▶ [WHAT THE TASK ASKS]
Count the lines of the records below that contain the string "tulle", and reply with only that number.

(Records from a point labeling set)
———

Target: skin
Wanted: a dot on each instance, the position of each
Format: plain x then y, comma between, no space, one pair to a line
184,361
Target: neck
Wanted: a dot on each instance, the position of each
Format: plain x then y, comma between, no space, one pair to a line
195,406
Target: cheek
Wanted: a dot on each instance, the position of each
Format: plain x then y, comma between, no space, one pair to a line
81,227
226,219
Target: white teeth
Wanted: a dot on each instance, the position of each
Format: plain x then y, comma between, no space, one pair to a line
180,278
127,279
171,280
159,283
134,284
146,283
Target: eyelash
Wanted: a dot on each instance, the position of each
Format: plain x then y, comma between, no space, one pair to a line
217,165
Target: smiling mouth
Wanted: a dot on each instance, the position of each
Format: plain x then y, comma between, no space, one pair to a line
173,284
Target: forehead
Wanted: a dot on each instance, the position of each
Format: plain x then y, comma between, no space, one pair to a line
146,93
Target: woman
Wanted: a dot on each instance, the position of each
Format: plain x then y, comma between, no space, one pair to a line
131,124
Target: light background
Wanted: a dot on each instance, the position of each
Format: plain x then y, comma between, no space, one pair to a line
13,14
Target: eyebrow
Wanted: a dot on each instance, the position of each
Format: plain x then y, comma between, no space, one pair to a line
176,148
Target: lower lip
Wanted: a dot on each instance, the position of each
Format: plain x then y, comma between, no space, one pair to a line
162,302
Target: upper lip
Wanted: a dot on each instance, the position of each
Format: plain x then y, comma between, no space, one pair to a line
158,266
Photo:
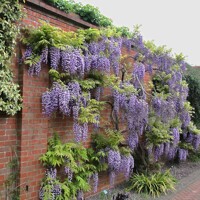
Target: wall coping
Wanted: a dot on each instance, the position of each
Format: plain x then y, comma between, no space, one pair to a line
68,17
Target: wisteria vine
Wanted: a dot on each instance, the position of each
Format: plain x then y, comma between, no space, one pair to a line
157,124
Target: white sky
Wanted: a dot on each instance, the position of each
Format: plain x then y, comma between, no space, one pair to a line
174,23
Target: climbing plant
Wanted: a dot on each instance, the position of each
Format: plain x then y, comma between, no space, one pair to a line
82,63
10,98
87,12
192,78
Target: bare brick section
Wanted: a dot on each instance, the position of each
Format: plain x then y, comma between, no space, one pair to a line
27,133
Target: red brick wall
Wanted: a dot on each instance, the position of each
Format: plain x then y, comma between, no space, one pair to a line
29,130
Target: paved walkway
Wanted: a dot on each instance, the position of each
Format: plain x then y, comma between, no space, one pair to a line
187,189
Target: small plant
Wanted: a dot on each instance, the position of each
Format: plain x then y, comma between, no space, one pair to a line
121,196
152,184
69,168
194,156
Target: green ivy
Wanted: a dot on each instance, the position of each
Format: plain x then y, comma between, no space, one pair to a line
87,12
83,163
10,98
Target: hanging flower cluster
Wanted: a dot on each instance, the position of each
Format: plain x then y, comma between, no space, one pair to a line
158,124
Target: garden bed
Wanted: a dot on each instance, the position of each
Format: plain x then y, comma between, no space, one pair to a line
180,171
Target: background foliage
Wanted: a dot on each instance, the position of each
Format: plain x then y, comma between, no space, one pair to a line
193,80
87,12
10,98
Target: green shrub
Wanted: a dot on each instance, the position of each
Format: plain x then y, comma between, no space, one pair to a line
153,184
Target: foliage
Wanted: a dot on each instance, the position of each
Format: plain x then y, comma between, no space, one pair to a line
69,166
152,184
192,78
47,35
87,12
90,113
157,125
10,98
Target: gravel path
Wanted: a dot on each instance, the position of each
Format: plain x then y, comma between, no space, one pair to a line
187,188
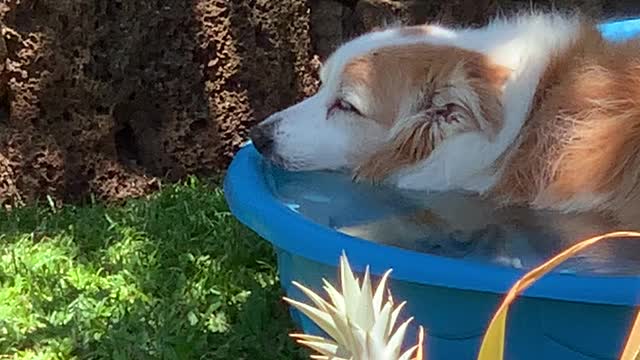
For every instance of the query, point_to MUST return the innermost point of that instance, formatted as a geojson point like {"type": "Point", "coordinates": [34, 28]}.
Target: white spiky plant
{"type": "Point", "coordinates": [361, 325]}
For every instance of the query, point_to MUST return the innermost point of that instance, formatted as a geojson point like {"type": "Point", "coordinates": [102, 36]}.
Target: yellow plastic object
{"type": "Point", "coordinates": [492, 347]}
{"type": "Point", "coordinates": [355, 318]}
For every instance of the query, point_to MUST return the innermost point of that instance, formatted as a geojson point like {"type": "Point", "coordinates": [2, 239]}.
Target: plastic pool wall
{"type": "Point", "coordinates": [563, 317]}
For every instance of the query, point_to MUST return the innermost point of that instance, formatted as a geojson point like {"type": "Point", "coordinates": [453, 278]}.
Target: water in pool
{"type": "Point", "coordinates": [452, 224]}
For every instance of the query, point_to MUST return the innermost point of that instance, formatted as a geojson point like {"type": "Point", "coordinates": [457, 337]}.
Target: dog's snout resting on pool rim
{"type": "Point", "coordinates": [533, 109]}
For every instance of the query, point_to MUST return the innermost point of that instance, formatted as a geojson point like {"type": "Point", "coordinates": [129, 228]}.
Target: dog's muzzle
{"type": "Point", "coordinates": [261, 136]}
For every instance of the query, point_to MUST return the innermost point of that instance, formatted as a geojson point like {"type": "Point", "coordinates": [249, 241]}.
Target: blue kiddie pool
{"type": "Point", "coordinates": [452, 277]}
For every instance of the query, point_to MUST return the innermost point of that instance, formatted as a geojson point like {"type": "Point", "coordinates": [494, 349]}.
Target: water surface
{"type": "Point", "coordinates": [454, 225]}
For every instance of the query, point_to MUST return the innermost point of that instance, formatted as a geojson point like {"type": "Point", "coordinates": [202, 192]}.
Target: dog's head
{"type": "Point", "coordinates": [385, 104]}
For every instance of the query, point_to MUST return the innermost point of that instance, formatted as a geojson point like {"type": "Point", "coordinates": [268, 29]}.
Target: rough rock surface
{"type": "Point", "coordinates": [108, 97]}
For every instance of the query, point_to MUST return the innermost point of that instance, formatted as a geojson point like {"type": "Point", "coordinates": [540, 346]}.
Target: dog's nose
{"type": "Point", "coordinates": [262, 137]}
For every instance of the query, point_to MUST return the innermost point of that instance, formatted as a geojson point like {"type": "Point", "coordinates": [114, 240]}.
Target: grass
{"type": "Point", "coordinates": [173, 276]}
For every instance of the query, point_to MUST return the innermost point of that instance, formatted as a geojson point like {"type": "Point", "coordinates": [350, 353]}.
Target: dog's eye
{"type": "Point", "coordinates": [343, 105]}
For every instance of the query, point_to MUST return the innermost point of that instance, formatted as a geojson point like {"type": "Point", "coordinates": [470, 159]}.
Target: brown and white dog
{"type": "Point", "coordinates": [536, 110]}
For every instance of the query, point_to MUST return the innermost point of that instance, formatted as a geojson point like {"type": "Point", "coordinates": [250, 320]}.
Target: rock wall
{"type": "Point", "coordinates": [109, 97]}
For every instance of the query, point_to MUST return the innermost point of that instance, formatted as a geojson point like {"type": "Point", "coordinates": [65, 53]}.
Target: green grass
{"type": "Point", "coordinates": [173, 276]}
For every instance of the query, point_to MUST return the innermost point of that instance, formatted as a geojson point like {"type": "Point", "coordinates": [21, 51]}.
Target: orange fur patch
{"type": "Point", "coordinates": [580, 148]}
{"type": "Point", "coordinates": [415, 30]}
{"type": "Point", "coordinates": [392, 75]}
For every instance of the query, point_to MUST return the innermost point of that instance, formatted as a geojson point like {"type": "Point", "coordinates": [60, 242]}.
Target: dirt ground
{"type": "Point", "coordinates": [111, 97]}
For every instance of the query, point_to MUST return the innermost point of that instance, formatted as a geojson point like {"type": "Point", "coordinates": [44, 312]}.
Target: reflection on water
{"type": "Point", "coordinates": [452, 224]}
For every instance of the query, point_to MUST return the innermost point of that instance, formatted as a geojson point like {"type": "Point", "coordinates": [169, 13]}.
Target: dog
{"type": "Point", "coordinates": [537, 110]}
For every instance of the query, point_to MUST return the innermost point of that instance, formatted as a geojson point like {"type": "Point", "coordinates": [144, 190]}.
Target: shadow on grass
{"type": "Point", "coordinates": [172, 276]}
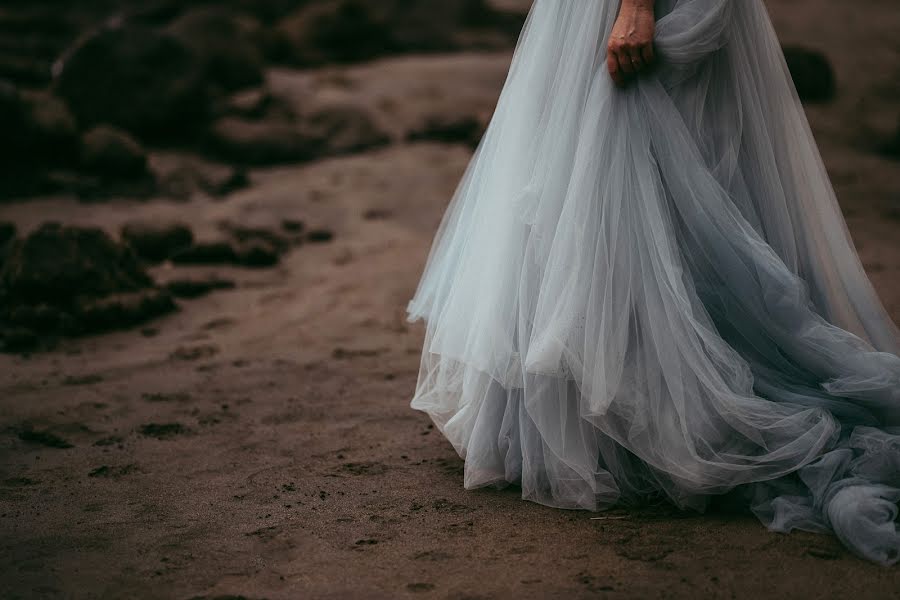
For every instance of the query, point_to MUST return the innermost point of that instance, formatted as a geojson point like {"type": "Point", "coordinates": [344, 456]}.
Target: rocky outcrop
{"type": "Point", "coordinates": [145, 81]}
{"type": "Point", "coordinates": [72, 281]}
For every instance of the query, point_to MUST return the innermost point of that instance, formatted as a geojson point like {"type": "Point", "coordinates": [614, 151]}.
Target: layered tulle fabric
{"type": "Point", "coordinates": [651, 292]}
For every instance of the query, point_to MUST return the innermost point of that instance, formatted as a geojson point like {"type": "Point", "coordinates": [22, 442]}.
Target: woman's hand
{"type": "Point", "coordinates": [630, 48]}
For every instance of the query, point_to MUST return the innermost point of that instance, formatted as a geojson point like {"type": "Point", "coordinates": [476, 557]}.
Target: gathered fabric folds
{"type": "Point", "coordinates": [650, 292]}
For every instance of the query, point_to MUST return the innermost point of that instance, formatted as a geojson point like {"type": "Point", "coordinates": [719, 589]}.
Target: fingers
{"type": "Point", "coordinates": [625, 62]}
{"type": "Point", "coordinates": [612, 65]}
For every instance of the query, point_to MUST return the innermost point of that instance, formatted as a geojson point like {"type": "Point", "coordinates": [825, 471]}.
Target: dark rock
{"type": "Point", "coordinates": [73, 281]}
{"type": "Point", "coordinates": [195, 288]}
{"type": "Point", "coordinates": [163, 431]}
{"type": "Point", "coordinates": [56, 261]}
{"type": "Point", "coordinates": [319, 236]}
{"type": "Point", "coordinates": [890, 148]}
{"type": "Point", "coordinates": [225, 44]}
{"type": "Point", "coordinates": [352, 30]}
{"type": "Point", "coordinates": [235, 181]}
{"type": "Point", "coordinates": [327, 131]}
{"type": "Point", "coordinates": [113, 153]}
{"type": "Point", "coordinates": [190, 176]}
{"type": "Point", "coordinates": [249, 104]}
{"type": "Point", "coordinates": [156, 241]}
{"type": "Point", "coordinates": [259, 142]}
{"type": "Point", "coordinates": [7, 232]}
{"type": "Point", "coordinates": [812, 74]}
{"type": "Point", "coordinates": [18, 339]}
{"type": "Point", "coordinates": [341, 129]}
{"type": "Point", "coordinates": [258, 253]}
{"type": "Point", "coordinates": [246, 234]}
{"type": "Point", "coordinates": [207, 253]}
{"type": "Point", "coordinates": [452, 129]}
{"type": "Point", "coordinates": [39, 133]}
{"type": "Point", "coordinates": [293, 226]}
{"type": "Point", "coordinates": [144, 81]}
{"type": "Point", "coordinates": [337, 31]}
{"type": "Point", "coordinates": [124, 310]}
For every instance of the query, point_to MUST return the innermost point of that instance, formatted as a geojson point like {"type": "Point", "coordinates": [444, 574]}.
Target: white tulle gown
{"type": "Point", "coordinates": [651, 292]}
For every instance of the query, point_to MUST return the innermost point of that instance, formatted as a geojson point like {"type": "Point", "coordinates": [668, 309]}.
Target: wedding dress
{"type": "Point", "coordinates": [650, 292]}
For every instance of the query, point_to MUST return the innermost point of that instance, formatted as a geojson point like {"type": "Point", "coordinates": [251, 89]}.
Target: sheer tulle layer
{"type": "Point", "coordinates": [652, 291]}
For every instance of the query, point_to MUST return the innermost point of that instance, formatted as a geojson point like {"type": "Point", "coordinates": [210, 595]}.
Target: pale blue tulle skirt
{"type": "Point", "coordinates": [651, 292]}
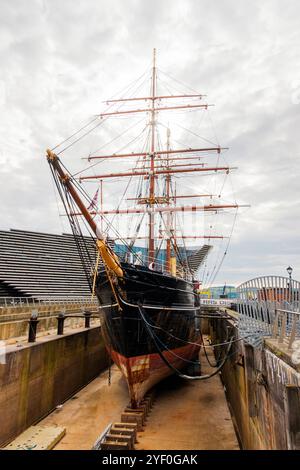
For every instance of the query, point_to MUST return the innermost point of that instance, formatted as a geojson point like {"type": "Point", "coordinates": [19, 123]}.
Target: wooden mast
{"type": "Point", "coordinates": [151, 243]}
{"type": "Point", "coordinates": [169, 214]}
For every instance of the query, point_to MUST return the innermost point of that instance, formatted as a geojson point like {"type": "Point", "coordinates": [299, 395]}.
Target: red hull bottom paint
{"type": "Point", "coordinates": [143, 372]}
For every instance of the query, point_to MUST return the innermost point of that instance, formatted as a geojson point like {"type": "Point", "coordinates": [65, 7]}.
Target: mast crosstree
{"type": "Point", "coordinates": [156, 164]}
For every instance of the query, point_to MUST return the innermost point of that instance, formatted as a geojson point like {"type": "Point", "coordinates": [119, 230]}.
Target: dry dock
{"type": "Point", "coordinates": [186, 415]}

———

▶ [WRITTEN REPLY]
4